• Supplied passage:
•••

ElironLubaton / ImageColoring

Coloring black and white images using deep learning.
0 stars 0 forks source link

Black and White Images Coloring

Coloring black and white images using deep learning and PyTorch.

The code is found in Colab in the link provided: https://colab.research.google.com/drive/133oRIf8J-Qe3QejWyXuhKz4DxPkb9dJn?usp=sharing

You can train the model yourself from scratch, or download the pretrained weights and use it to colorize your black and white images.

Final model's output

image

Top row: Greyscale version of the images from test set. Middle row: Colorized outputs by our model. Bottom row: Real images from the test set.


image Top row: Greyscale version of the images from test set. Middle row: Colorized outputs by our model. Bottom row: Real images from the test set.


Dataset

We have used the Flowers102 dataset: https://www.robots.ox.ac.uk/~vgg/data/flowers/102/
The dataset consists of 8,819 colored pictures of flowers and provides us with a diverse range of flower types in different colors, shapes, picture angels and backgrounds.

Pre Processing

The pre processing was done in several steps:

1 - Resizing the images to 128X128.

We've managed to train the model properly also with a resize of 256X256, but the training process was much longer.

2 - Converting the images from RGB color space to Lab color space.

This is the most important step which improved our results significantly. While working in RGB color space, it is needed to convert the three channels into one channel (grey channel) and then predict three channels again, hoping the image would be colored correctly. Thus, assuming we have 256 choices for each channel of the RGB, we have 256³ different combinations.

While using Lab color space, each letter represents: L - Represents lightness from black to white on a scale of 0 to 100. a - On a scale of -110 to 110, negative corresponds with green, positive corresponds with red. b - On a scale of -110 to 110, negative corresponds with blue, positive corresponds with yellow.

When using Lab color space, we can give the L channel to the model (which is the greyscale image) and we want it to predict the other two channels, a and b. Thus, we have 220 choices for two channels, meaning we have $220^2$ different combinations, which is far smaller than $256^3$, providing us with better results and a great improvement in the model's training time.

3 - Data Augmentation

Each time we accesed a batch of images, we randomly flipped the images horizontally with a 50% chance.

4 - Spliting the data

We've splited the data into training, validation and test, with the proportions of 70%, 15% and 15%.

Architecture

WGAN ARCHITECTURE

We have used WGAN - Wasserstein-generative adversarial network (Martin Arjovsky, 2017) with gradient penalty (Ishaan Gulrajani, 2017) and L1 loss.

•••

• Required work:
1 > List every pre-processing step named in the image-coloring description, in the order given.
2 > Carry the image-coloring description forward from its final sentence.

•••

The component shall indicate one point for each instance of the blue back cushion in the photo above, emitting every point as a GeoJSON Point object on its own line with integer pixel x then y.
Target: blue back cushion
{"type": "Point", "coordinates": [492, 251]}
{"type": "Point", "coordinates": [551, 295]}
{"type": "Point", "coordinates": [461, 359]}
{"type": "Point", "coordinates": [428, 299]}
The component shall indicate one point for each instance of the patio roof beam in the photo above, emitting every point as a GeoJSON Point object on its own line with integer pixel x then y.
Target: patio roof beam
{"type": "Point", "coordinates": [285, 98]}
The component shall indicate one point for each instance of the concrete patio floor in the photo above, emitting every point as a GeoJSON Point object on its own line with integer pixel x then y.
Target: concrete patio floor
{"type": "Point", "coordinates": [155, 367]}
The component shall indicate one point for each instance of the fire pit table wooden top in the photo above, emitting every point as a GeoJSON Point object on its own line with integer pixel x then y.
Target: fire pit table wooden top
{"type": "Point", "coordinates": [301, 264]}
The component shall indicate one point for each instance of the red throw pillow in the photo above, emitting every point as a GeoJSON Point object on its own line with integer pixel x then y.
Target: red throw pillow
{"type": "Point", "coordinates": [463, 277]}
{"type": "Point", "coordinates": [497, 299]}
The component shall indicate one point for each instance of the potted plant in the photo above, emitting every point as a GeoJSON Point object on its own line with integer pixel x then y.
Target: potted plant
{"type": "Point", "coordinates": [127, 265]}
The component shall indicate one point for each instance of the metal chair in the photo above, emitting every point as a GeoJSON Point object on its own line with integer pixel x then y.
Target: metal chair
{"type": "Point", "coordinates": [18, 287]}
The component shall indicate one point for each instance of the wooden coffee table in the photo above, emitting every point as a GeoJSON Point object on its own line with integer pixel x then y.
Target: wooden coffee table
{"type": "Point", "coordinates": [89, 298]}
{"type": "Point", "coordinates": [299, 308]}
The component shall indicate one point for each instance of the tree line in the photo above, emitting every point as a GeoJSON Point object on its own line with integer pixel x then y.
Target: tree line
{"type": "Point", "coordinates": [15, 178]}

•••

• Results in order:
1 >
1. Resizing the images to 128X128
2. Converting the images from RGB color space to Lab color space
3. Data Augmentation
4. Spliting the data

2 >
Generator

Our generator is based upon the U-net architecture (Olaf Ronneberger, 2015). It consists of encoder-decoder structure: The encoder part of the U-net down-samples the input image, extracting features at multiple scales each time. This part is composed of 4 blocks, where each block is composed of 2 continues blocks of convolution, batch normalization and ReLU, and between each block a maxpooling is used.

The decoder part of the U-net up-samples the feature representation back to the original image size, while incorporating skip connections to retain the small details. This part is composed of 4 blocks, where each block is composed of a transposed convolution, and 2 continues blocks of convolution, batch normalization and ReLU.

ENCODER DECODER

Critic (Discriminator)

Our critic is a 'patch discriminator' (Phillip Isola, 2018). It consists of 5 blocks, where each block is composed of convolution, instance normalization and leaky ReLU, where only the first block lacks the normalization. The parameters of the critic were initialized with normal distribution with a mean of 0, and standard deviation of 0.02, as proposed by (Phillip Isola, 2018)

CRITIC

Training The Model

Pre-Trainig the Generator

We chose to pre-train our generator only in order to give it a head start, because in early runs the critic learned much faster than the generator, and the generator could not fool the critic. The pre-training was done using L1 loss between the colorized images and the original images.

Pretraining

Training the Model

The algorithm we've used is WGAN with Gradient penalty as proposed by (Ishaan Gulrajani, 2017), with some modifications. In the training process, the generator and the critic were trained alternately, such that the generator was trained twice on each batch, and the critic was trained only once on each batch, for a total of 110 epochs.

The generator was trained by using 2 terms that were backpropagated: L1 loss between the colorized images and the original images. The critic's loss on the colorized images, which is the mean of the critic's output, where its input is colorized images.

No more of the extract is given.